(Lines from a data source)
↓
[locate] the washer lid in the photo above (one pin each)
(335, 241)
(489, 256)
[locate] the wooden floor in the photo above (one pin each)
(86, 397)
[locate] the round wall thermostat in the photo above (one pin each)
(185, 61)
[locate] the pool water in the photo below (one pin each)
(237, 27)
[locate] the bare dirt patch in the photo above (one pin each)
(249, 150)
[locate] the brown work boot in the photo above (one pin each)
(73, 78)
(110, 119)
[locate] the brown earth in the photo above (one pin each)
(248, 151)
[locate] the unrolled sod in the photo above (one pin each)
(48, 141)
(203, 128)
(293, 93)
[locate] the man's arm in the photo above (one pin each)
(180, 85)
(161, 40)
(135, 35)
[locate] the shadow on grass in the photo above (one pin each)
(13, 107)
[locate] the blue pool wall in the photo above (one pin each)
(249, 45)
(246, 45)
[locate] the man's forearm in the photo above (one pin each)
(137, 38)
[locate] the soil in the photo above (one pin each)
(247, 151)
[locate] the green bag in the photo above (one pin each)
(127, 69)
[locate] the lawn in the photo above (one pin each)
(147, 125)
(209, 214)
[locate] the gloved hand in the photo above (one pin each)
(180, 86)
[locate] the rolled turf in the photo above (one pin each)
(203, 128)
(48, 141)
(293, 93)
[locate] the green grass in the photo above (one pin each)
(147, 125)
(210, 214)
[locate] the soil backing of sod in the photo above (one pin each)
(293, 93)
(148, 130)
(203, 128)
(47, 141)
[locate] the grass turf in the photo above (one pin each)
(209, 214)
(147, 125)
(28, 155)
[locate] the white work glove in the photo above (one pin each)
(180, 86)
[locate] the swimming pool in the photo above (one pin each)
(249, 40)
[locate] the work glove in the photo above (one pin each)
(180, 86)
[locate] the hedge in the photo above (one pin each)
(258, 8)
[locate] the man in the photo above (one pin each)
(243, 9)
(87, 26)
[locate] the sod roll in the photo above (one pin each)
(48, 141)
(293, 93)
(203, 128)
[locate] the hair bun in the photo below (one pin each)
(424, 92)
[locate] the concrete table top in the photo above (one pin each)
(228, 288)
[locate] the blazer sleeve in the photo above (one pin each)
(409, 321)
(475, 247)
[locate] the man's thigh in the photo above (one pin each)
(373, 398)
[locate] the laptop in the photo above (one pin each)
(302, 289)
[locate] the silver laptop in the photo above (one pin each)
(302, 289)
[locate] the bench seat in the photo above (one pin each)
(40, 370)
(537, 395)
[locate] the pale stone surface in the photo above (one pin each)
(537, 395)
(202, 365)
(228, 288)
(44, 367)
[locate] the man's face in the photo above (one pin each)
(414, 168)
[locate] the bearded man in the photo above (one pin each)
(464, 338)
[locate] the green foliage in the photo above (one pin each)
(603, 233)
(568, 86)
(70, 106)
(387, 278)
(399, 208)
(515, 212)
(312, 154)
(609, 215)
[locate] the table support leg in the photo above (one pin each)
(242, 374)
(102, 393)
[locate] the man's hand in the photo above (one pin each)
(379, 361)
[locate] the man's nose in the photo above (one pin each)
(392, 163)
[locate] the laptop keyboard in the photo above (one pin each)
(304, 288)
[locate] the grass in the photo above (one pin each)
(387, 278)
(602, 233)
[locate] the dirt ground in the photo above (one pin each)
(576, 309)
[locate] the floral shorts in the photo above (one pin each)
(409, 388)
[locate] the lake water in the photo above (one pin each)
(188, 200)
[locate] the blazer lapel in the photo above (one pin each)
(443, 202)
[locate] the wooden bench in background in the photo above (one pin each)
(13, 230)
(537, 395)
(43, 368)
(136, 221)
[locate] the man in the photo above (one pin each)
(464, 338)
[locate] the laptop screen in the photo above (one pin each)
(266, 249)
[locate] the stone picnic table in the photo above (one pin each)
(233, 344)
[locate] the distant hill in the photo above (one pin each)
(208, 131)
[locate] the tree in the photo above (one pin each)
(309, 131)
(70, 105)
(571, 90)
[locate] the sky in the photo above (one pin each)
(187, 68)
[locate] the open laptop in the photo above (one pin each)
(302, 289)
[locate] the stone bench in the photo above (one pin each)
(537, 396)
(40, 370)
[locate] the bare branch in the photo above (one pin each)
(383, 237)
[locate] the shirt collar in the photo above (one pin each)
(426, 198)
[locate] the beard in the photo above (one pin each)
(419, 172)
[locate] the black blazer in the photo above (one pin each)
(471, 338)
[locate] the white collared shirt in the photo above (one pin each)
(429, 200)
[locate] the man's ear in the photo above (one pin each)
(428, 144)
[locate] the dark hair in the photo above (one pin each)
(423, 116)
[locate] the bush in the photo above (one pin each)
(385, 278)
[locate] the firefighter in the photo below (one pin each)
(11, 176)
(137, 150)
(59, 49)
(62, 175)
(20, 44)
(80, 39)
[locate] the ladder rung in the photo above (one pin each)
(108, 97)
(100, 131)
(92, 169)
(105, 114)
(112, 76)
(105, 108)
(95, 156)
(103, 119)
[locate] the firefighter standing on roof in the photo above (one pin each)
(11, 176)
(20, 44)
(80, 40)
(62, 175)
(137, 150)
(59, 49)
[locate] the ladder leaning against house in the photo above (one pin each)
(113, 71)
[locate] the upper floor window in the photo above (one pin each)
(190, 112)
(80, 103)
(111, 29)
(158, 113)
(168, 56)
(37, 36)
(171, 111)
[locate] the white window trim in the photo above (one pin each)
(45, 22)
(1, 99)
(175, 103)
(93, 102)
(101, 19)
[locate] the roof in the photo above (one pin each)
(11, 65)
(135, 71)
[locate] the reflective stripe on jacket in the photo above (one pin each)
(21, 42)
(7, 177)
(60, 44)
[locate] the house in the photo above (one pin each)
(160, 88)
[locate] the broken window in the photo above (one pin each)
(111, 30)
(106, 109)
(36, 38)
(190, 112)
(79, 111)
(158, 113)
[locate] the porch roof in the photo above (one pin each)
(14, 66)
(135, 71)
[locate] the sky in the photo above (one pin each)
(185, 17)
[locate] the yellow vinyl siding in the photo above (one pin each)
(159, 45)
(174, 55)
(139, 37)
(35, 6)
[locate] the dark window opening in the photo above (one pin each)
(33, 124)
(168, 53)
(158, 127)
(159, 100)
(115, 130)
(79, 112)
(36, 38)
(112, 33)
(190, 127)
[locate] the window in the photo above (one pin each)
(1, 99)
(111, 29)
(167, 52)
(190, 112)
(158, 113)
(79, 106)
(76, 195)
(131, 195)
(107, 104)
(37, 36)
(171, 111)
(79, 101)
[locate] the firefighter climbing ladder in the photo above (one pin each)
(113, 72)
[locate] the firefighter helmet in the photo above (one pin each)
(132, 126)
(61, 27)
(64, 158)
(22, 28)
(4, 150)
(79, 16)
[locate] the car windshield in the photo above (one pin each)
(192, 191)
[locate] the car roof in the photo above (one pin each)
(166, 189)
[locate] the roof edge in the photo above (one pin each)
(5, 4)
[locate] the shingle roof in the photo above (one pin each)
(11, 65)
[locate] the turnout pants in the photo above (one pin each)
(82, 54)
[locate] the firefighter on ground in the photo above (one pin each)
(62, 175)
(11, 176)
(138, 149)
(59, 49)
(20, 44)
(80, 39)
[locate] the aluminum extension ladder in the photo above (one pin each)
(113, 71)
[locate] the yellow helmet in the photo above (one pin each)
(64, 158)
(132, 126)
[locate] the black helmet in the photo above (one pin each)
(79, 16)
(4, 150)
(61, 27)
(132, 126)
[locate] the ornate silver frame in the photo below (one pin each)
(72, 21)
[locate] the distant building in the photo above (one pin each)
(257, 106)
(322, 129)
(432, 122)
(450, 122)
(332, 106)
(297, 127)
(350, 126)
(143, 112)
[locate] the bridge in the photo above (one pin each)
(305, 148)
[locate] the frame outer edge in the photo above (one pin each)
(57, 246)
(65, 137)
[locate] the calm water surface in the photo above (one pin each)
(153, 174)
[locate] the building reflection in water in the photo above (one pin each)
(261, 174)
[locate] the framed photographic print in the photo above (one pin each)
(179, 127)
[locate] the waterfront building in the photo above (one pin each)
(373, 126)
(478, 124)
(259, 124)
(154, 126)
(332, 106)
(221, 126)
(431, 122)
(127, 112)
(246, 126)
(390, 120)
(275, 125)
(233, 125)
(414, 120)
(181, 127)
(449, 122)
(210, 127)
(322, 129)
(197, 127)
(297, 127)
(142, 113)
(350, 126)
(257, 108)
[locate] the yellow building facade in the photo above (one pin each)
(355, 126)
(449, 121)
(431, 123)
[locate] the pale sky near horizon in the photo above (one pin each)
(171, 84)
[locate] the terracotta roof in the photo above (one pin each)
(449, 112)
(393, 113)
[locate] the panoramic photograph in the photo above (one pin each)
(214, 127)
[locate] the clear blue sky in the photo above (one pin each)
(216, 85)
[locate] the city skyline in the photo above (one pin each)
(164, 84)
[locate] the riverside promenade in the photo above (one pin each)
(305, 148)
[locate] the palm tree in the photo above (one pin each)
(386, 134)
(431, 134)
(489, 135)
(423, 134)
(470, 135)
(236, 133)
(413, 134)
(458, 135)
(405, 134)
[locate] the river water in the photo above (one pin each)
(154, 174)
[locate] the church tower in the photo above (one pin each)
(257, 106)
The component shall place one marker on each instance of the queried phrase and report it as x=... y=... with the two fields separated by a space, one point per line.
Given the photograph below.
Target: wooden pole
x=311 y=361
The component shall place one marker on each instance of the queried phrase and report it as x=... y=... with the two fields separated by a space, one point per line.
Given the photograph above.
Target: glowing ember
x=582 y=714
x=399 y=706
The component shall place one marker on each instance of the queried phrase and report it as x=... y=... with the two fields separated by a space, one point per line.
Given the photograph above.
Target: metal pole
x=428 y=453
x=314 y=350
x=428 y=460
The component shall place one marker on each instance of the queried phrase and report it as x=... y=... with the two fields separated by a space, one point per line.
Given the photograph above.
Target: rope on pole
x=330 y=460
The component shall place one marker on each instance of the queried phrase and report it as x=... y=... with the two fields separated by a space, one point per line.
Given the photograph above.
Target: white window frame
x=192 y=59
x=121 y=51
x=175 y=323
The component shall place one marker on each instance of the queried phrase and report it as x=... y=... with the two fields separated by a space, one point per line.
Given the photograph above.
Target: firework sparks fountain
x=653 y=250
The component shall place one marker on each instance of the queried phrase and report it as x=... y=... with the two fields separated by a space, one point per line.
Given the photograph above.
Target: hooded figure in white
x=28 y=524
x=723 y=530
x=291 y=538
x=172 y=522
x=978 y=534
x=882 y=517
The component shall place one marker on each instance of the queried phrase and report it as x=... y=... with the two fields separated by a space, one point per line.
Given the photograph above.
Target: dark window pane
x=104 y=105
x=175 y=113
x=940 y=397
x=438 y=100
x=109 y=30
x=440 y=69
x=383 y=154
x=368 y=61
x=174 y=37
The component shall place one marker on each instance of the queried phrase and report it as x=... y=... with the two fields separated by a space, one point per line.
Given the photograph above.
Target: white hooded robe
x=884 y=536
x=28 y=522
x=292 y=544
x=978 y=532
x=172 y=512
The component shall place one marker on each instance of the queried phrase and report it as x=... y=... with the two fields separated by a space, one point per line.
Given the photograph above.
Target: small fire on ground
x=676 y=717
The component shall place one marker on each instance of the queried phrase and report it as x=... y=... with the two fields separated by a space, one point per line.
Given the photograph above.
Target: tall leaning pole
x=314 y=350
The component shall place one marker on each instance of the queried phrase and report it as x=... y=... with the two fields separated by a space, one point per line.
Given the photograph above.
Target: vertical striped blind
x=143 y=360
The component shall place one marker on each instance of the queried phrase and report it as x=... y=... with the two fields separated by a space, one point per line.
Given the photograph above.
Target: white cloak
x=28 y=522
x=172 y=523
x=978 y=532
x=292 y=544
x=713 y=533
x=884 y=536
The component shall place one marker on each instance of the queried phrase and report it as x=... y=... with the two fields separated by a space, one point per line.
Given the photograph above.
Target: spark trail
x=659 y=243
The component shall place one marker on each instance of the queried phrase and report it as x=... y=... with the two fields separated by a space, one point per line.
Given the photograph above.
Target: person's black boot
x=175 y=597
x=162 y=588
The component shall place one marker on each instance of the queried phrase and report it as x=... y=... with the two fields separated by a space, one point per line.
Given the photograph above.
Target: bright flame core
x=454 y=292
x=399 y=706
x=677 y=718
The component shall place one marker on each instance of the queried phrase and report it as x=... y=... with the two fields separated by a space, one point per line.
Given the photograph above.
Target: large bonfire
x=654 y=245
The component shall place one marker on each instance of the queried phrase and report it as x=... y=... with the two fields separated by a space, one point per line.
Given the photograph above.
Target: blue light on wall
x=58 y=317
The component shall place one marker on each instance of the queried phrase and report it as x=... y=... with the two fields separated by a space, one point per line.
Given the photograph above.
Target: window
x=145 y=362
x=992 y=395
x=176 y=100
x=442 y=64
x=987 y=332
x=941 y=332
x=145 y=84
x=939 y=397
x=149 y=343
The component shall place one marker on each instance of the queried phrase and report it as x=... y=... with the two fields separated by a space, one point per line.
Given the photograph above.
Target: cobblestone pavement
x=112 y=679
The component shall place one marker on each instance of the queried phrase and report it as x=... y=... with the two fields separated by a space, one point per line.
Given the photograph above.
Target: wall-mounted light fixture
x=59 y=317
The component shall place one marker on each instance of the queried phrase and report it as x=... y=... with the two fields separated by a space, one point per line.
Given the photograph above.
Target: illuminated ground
↑
EXERCISE PROMPT
Copy every line above that contains the word "pale", matching case exactly.

SOLUTION FOR THIS EXERCISE
[locate] the pale stone surface in the photo above (one pin each)
[locate] the pale sky near horizon in the photo above (one pin each)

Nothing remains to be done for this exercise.